2. Śnił mi się mój kolega Kapla. Sen dział się w nieco innym Krakowie. Spotykałem się z nim, żeby mu zaserwować niezły pomysł na sensacyjną książkę. Złą informacja jest, że nie do końca pamiętam jaki ten pomysł był. Bardzo był dopracowany. Chodziło o plan depopulacji miasta. Wprowadzony w życie przez odchodzącego prezydenta miasta. I że stojący za tym odchodzącym prezydentem mieli grupę kandydatów, z których zwycięski miał ten plan kontynuować. Problem polegał na tym, że było to tak niedorzeczne, że nikt nie chciał w to wierzyć, a działo się to naprawdę. Nie opowiedziałem tego koledze Kapli, bo był jakiś problem z parkowaniem. Miałem jakieś rozwiązanie. No i nie pamiętam.

Z tego wszystkiego, w ramach nowej tradycji oglądania filmów, które już widziałem, obejrzałem „Incepcję”. No i nie zrobiła na mnie takiego wrażenia, jak za pierwszym razem. 

3. W międzyczasie obejrzałem „Trzecie śniadanie”. Bardzo muszę przyznać dobre. Za to z właściwie milczącą Agatą Szcześniak. To w sumie zabawne, jak platformerscy symetryści nie mogą się odnaleźć w otoczeniu symetrystów pisowskich. Poradził sobie kolega Wybranowski, choć jego uwielbienie dla Marka Magierowskiego jest z mojej perspektywy nieco przesadzone. Ostrzę sobie teraz zęby na kolegę Muchę.

Obejrzałem też Ziemkiewicza. Ubawiłem się, gdy opowiadał, że przestał być zapraszany do Pałacu po swoich problemach z wjazdem do Wielkiej Brytanii. Otóż tak nie było. Chodziło o to, że przeginał w kwestii judeosceptycyzmu. Tłumaczył dziś, że antysemitę zrobiły z niego lewaczki z Wyborczej. Jain – jakby powiedział kolega Gmyz. Problem polegał na tym, że jego wyrafinowane konstrukcje logiczne, jako antysemityzm rozpoznawane były nie tylko przez rzeczone lewaczki, ale też przez czerń internetową. Czerń się jarała. Ziemkiewicz robił zasięgi, nie za bardzo się przejmując, kto i co z jego słów rozumie. Ważne, żeby się klikało. 

Złą informacją jest, że dziś padał śnieg. Niby przez chwilę. Ale jednak. 






 

niedziela, 24 marca 2024

23 marca 2024


1. Nie mogłem wstać, ale to jakoś zrozumiałe, gdyż położyłem się koło czwartej. I to jest zła informacja. Wstać nie chciały też zwierzęta. Do wczesnego popołudnia. Plan miałem taki, żeby zrobić coś koło domu, ale od rana lało. Nie ma przypadków. Są znaki.

--

• **POLECENIE 1**:
Proszę odpowiedzieć na pytania do fragmentu dziennika, oznaczając odpowiedzi tak samo jak pytania:
(a) Kto we śnie wprowadził w życie plan depopulacji miasta?
(b) Jaki film autor obejrzał w ramach nowej tradycji oglądania filmów, które już widział?
(c) Co padało przez chwilę w dniu, którego dotyczy zapis?
• **POLECENIE 2**: Rozwiń fragment dziennika, dopisując dalszy ciąg po ostatnim zdaniu.
Dane to osobny materiał, niezwiązany z fragmentem dziennika.

• **DANE**:
--

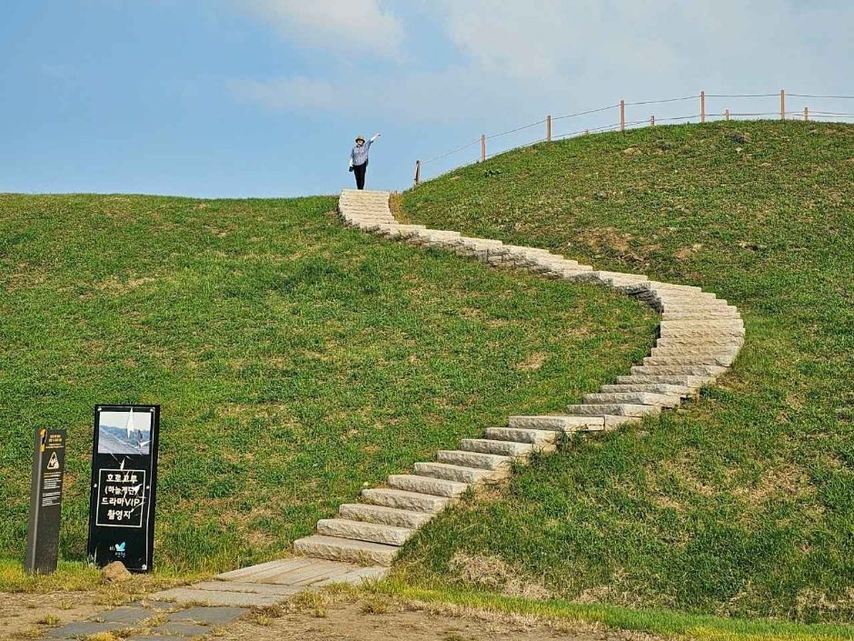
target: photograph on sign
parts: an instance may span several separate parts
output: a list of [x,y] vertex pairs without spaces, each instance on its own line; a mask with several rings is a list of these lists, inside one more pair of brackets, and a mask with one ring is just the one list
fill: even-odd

--

• **WYNIK 1**:
(a) Odchodzący prezydent miasta.
(b) „Incepcję”.
(c) Śnieg.

• **WYNIK 2**:
Przestało lać po południu. Na moment nawet wyszło słońce. Na moment na tyle długi, że mogłem porąbać trochę drewna. I przespacerować się z pieskiem. Piesek wpierw bardzo był z pomysłu spaceru zadowolony, jednak gdy wyszliśmy ze wsi, zmienił zdanie. Dobry kwadrans zajęło mi przekonywanie go, żebyśmy jednak poszli do lasu. Byłem przekonujący. 

2. Obejrzałem „Furię”. Drugi raz w życiu. Film jednak nie pasuje do nowych czasów. Dziś nikt by nie zrobił filmu, w którym by próbował tak trywializować przemoc seksualną amerykańskich żołnierzy wobec niemieckich kobiet. Scena walki z Tygrysem bardzo dobra. Nie pamiętam, w jakim innym wojennym filmie zagrał prawdziwy Tygrys.
Nie rozumiem jednej rzeczy. I to jest zła informacja. Twórcy tak pilnowali detali, a scena śmierci największego gbura z załogi jest zupełnie nieprawdopodobne. Znaczy, nie tyle jego śmierć, co to, że reszty załogi w cudowny sposób, to przebicie pancerza przez kumulacyjny ładunek z Panzerfausta, nie tyka.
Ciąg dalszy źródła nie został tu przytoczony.